WHAT YOU NEED TO DO - Pull out each line in the records below that contains the string "background". Letter case matters.

Records excerpted from a collection
-- BEGIN --

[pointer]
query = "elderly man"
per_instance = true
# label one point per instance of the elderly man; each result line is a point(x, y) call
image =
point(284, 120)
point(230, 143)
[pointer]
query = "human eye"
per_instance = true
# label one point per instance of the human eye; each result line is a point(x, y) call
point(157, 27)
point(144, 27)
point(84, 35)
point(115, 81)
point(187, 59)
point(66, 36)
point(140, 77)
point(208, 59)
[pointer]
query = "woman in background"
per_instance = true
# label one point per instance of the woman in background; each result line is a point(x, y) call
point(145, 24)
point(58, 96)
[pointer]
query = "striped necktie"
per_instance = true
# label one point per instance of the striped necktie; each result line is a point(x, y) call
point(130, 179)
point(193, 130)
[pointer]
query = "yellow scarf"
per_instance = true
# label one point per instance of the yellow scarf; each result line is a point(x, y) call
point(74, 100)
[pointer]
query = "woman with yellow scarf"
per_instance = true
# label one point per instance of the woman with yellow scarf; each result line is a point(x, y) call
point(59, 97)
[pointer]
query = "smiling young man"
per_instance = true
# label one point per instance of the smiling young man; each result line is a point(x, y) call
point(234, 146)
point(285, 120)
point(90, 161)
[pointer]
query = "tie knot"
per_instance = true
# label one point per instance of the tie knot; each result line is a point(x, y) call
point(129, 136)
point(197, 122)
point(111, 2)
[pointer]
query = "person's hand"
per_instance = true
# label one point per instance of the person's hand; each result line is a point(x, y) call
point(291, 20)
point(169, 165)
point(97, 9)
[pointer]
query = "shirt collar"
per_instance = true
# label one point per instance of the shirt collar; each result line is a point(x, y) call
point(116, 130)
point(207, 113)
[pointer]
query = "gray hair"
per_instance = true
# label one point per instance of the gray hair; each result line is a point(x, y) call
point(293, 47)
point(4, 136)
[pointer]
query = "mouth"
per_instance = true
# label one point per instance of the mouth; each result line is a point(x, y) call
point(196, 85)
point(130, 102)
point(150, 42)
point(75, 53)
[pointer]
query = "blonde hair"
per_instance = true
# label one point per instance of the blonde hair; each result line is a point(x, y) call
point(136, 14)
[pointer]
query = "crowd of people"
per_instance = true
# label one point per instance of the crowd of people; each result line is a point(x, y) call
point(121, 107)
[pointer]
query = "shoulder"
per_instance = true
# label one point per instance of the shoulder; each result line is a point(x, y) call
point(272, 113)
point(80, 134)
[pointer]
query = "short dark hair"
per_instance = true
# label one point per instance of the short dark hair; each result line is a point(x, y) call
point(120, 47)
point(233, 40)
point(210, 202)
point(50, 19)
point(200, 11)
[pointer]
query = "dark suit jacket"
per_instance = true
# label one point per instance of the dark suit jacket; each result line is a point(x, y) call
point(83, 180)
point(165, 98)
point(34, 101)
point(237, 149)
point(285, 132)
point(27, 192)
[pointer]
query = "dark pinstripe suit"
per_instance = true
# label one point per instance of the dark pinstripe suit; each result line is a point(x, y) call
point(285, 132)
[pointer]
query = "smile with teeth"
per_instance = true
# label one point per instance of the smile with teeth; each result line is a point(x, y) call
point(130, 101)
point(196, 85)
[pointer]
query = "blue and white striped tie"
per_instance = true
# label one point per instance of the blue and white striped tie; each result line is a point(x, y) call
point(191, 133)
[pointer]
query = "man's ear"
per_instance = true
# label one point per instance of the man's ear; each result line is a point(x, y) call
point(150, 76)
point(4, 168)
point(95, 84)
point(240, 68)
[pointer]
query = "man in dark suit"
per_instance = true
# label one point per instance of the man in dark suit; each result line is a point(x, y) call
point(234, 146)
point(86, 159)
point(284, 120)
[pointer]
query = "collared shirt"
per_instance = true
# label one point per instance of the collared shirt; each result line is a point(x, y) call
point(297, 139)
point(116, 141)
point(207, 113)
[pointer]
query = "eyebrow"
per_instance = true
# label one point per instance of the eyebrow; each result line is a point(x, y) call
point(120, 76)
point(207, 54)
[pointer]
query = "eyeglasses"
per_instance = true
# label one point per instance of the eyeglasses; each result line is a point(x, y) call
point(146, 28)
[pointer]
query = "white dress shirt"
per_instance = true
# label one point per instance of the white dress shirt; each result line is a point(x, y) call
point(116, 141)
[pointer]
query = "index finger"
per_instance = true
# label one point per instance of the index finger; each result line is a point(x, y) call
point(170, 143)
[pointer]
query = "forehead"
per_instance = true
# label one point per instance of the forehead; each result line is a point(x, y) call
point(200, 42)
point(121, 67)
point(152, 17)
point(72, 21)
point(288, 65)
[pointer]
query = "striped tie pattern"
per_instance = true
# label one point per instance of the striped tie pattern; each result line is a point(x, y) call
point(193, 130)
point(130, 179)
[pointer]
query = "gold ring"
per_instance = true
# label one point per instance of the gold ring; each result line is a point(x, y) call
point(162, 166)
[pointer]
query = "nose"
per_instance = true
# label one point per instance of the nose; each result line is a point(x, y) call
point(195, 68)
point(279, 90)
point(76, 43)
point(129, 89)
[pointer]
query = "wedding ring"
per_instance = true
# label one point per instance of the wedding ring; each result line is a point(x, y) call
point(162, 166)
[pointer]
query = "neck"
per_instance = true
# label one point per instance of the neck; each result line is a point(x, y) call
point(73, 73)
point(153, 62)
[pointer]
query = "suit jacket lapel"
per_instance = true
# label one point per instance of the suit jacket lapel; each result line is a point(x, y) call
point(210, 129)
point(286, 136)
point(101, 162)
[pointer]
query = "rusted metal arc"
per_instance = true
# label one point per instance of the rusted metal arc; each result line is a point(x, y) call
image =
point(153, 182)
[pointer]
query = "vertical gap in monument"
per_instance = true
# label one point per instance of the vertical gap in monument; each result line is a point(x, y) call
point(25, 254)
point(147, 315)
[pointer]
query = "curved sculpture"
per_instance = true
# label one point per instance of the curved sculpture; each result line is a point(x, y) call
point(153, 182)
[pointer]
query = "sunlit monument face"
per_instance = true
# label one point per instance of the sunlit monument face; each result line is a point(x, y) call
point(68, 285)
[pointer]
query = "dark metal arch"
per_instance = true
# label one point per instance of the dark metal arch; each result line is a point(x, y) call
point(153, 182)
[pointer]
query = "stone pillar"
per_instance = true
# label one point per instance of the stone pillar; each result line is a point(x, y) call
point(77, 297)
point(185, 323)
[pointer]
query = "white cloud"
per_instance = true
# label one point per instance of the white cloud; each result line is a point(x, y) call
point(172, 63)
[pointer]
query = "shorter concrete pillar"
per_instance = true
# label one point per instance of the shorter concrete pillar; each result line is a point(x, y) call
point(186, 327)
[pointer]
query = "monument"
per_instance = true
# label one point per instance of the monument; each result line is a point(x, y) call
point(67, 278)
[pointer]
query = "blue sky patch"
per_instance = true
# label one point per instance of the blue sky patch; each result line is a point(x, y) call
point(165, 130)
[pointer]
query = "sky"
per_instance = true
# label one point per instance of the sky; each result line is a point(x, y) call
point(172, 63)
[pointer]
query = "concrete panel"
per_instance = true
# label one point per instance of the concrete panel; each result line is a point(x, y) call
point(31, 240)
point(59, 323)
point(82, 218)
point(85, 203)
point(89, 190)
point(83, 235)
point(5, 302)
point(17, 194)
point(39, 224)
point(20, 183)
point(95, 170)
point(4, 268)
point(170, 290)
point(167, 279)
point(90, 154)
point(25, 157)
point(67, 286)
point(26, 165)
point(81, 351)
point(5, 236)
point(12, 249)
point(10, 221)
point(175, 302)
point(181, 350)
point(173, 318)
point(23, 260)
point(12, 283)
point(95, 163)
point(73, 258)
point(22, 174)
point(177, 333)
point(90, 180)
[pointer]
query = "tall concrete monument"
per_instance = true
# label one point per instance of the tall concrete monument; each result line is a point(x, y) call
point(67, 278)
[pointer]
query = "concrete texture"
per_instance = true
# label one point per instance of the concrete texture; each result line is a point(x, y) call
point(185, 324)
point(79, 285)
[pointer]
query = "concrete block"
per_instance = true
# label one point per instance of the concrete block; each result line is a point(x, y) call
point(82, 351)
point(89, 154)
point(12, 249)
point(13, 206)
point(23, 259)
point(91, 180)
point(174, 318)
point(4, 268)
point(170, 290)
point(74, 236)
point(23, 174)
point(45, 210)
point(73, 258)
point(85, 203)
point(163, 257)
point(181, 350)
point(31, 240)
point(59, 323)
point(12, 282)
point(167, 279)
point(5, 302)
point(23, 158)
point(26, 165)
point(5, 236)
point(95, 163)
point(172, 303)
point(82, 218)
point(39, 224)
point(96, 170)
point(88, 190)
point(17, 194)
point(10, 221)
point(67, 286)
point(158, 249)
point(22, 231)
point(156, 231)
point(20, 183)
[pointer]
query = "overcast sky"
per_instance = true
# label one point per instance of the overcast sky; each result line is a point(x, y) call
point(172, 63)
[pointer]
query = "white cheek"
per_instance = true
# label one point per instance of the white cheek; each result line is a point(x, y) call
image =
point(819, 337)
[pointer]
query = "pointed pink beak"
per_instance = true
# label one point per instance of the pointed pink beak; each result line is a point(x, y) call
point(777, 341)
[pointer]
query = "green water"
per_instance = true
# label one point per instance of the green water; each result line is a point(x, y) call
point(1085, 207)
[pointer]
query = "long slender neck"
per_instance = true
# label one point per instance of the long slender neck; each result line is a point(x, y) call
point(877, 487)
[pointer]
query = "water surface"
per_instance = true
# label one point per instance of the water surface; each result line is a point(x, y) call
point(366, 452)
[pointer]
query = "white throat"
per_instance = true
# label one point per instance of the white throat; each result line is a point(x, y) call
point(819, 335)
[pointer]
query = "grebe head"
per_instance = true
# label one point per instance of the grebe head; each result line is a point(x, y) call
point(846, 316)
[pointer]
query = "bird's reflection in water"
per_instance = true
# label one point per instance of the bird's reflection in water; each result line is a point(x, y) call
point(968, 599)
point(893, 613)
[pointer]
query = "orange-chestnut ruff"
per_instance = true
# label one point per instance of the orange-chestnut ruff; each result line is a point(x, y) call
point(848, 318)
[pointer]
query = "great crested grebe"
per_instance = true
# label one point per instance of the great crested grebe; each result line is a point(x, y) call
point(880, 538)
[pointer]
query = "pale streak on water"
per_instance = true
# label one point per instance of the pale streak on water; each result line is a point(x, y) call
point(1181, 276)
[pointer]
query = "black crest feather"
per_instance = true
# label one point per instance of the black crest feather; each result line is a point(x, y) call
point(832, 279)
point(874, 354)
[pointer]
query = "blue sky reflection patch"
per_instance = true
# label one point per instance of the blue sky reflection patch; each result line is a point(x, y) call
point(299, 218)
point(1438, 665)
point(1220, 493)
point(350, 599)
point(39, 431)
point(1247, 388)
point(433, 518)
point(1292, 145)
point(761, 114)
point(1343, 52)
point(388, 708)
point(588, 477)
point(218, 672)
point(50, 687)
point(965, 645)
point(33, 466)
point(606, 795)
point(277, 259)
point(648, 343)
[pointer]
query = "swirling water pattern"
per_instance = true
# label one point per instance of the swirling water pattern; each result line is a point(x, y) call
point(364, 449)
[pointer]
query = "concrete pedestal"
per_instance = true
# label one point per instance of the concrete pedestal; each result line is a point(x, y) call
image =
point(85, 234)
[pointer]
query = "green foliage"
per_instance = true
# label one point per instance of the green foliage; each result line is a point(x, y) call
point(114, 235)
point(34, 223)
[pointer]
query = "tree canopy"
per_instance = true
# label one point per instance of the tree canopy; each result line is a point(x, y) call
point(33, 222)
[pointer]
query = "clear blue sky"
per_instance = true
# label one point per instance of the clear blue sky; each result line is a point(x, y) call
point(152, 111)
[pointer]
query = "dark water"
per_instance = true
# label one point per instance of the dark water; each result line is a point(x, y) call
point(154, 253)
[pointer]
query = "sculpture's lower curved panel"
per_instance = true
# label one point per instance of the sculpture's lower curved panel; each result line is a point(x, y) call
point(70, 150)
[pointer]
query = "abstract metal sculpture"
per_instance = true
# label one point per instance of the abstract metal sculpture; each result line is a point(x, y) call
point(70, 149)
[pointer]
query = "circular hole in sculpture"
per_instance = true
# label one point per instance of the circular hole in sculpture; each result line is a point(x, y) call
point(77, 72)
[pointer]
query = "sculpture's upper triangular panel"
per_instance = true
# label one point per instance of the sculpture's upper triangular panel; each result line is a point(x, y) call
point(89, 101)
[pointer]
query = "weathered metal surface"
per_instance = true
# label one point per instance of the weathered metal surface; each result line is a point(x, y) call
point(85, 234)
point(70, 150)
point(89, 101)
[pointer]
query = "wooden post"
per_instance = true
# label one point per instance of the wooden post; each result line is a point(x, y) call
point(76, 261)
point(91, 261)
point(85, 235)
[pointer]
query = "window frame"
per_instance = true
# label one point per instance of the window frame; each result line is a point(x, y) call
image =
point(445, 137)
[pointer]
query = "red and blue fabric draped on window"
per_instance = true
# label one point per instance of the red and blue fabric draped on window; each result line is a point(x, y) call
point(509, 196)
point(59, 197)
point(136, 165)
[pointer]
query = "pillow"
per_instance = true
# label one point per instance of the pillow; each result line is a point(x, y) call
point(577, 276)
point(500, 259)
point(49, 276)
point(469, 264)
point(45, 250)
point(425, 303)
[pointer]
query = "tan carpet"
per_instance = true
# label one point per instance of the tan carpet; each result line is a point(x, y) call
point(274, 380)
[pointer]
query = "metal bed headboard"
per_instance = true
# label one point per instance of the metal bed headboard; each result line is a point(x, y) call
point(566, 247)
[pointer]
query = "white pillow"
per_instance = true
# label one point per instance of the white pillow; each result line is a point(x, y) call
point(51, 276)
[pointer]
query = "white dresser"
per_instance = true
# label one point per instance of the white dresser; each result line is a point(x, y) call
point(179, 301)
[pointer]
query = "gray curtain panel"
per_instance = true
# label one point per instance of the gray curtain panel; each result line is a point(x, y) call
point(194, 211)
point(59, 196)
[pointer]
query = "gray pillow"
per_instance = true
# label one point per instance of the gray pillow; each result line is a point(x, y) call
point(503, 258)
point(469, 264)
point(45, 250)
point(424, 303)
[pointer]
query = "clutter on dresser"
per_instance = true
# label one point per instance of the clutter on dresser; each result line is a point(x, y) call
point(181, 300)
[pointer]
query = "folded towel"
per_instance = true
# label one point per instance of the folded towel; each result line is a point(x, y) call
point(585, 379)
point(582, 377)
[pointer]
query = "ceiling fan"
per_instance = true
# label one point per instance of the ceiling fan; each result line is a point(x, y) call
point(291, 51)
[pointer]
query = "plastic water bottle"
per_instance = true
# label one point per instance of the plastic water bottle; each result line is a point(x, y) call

-- END --

EXERCISE RESPONSE -
query = "woman in background"
# label one point per instance of the woman in background; each result line is a point(x, y) call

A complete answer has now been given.